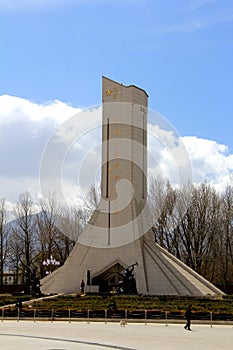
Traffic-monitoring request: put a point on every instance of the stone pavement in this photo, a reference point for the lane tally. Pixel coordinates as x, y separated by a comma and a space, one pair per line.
59, 335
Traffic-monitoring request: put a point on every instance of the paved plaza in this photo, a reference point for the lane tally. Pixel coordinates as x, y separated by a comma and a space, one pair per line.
44, 335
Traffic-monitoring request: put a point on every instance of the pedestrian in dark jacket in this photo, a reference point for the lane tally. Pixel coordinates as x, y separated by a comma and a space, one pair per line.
188, 316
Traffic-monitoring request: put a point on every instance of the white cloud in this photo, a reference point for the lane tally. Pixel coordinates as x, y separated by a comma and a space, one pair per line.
26, 127
210, 161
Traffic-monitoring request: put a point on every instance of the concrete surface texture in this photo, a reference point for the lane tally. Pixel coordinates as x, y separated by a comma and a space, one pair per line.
96, 335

◆ YOUR TASK
Transcribe only the trailing portion of the entries above: the line that contains "of the paved" and each line after it.

◆ TASK ANSWER
Traffic-monitoring request: put a point on every instance of the paved plaza in this photo, a reference point for the lane tally. Pixel coordinates as x, y separated by a comma and a space, one pair per line.
44, 335
Traffic-monitoring request: put a point on every instance of the pedestrian in dark jacket in this photo, a reference point for the lane tally. Pixel coordinates as x, y separated by a comma and a space, one pair per line.
188, 316
Traffic-monitoring request: put a point on every instance of the white cloud in this photo, a reference point for the lane tally. Pixel coordinates as x, y separated by a comma and a space, one pair per line.
26, 127
210, 161
Traffic-monitoring request: put a point on every instance of the concrete surface texture in this photo, a reference point for the lane tally. Pixel coordinates as x, y separated by a comma and a space, one pair per line.
96, 335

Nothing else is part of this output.